Arrays

1. Definition
2. Search algorithms for arrays
3. Sorting algorithms for arrays

• Data structures are concepts, they are not related to programming languages :
  • What programming languages do is using data structures for implementing the primitives they provide.
  • For instance, the Array class in javascript is not an array data structure per se.
• Array data structure properties :
  • Physically speaking, an array if a finite number of contiguous bytes in the computer's memory.
  • Logically speaking, an array is a finite number of elements of a given size that are stored in a "physical" array.
  • Once initialized, it can't be resized (it will always store the same number of elements).
  • As a result, both "inserting" an "deleting" an element effectively results in overwriting another element.

// this function (return x elements from the array beginning at index i) has a time complexity of O(1)
(x, i) => this.memory.subarray(this.ARRAY_START_OFFSET + i * this.BYTES_PER_ELEMENT, this.ARRAY_START_OFFSET + (i + x) * this.BYTES_PER_ELEMENT);

Note : Actual arrays do not even have the .length property available: it has to be specified at initialization depending on the space allocated and the element size in order to be available at a later stage.

• Search by iterating over all the elements of an array to find a search value.
• Time complexity: O(n).
• Use cases :
  1. Return whether the search value is present in an array.
  2. Return the first index in which the search value is found in an array.

• Only works on sorted arrays.
• Search by comparing search value x to the value y = array[Math.floor(array.length / 2)] :
  • If x === y : value is found.
  • If x < y : repeat the search on the first half of the array (excluding y).
  • If x > y : repeat the search on the second half of the array (excluding y).
• Repeat the search until the value is found or the array length becomes 0.
• Time complexity: O(log n) :
  • For instance, the compare / half operation will have to be successively performed 12 times for an array with 4096 elements Log2(4096) = 12.

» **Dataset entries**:
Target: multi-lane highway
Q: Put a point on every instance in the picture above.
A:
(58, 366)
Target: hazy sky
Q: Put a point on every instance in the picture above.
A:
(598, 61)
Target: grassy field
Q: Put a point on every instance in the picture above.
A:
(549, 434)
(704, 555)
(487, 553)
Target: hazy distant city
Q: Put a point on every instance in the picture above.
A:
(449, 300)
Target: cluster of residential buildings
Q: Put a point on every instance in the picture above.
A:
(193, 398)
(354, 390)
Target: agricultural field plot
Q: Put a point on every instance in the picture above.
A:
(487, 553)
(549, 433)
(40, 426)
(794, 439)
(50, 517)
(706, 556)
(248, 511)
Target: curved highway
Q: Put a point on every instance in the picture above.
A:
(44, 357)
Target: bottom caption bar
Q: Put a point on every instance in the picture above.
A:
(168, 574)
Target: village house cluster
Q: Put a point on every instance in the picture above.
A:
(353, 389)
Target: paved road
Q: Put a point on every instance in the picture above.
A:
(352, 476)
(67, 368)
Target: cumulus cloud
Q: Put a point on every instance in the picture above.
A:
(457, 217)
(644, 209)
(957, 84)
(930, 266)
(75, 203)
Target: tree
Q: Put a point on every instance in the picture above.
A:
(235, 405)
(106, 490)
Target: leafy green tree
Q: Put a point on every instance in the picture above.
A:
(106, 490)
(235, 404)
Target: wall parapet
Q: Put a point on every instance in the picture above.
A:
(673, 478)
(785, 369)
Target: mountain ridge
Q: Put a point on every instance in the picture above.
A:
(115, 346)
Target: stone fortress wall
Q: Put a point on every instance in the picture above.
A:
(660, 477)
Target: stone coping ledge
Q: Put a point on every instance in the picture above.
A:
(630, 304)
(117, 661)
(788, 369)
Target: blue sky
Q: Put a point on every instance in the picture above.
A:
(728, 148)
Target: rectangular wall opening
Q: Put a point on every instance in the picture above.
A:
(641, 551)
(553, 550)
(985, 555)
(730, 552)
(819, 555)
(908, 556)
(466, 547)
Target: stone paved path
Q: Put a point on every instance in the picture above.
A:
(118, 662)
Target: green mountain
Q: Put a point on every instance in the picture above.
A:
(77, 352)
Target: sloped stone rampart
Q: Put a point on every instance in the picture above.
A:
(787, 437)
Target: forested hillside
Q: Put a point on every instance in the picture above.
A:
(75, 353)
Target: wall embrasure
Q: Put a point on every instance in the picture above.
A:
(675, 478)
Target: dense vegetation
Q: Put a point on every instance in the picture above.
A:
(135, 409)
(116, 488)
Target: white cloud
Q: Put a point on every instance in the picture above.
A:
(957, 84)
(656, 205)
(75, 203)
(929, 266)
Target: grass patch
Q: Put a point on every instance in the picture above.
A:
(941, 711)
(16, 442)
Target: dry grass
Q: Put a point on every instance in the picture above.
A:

» **WHAT YOU NEED TO DO**:
#1 Reproduce the stretch of the listing from the line containing "Target: white cloud" through the end of the listing, both ends included.
#2 Proceed with the text on arrays from the point where it stops.

» **FINAL ANSWERS**:
#1
Target: white cloud
Q: Put a point on every instance in the picture above.
A:
(957, 84)
(656, 205)
(75, 203)
(929, 266)
Target: grass patch
Q: Put a point on every instance in the picture above.
A:
(941, 711)
(16, 442)
Target: dry grass
Q: Put a point on every instance in the picture above.
A:

#2
• Use cases :
  1. Return whether the search value is present in the array.

• Only works on sorted arrays.
• Search by defining an increment of i = sqrt(array.length) :
  • Iterate over array elements at indexes separated by i until the search value is found at index j.
  • Then, perform a linear search from index j - i until the search value is found at index k with k > j - i && k <= j.
• Time complexity: O(sqrt(n)).
• Use cases :
  1. Return the first index where the search value is found (outperforms the linear search's O(n) complexity).

Notes :

• The point of using sqrt(array.length) instead of n-root(array.length) is because the increment decreases as the root factor increases.
• The above will eventually lead to increments of 1 (linear search).

Reminder : an array is sorted if each of its elements verifies a[x] <= a[x + 1].

• Sort by iterating over pairs of array elements and swapping the elements in a pair if the pair itself is not sorted:
  • if (a[x] > a[x + 1]) {y = a[x]; a[x] = a[x + 1]; a[x + 1] = y;}.
  • After a single iteration, the largest value will always be at the last index of the array.
  • As a result, only a.slice(0, a.length - 1) is unsorted at this stage.
  • Repeat successive iterations on the unsorted part of the array until the length of the unsorted part is 1.
• Time complexity: O(n²).
• Use cases :
  1. Sort an array.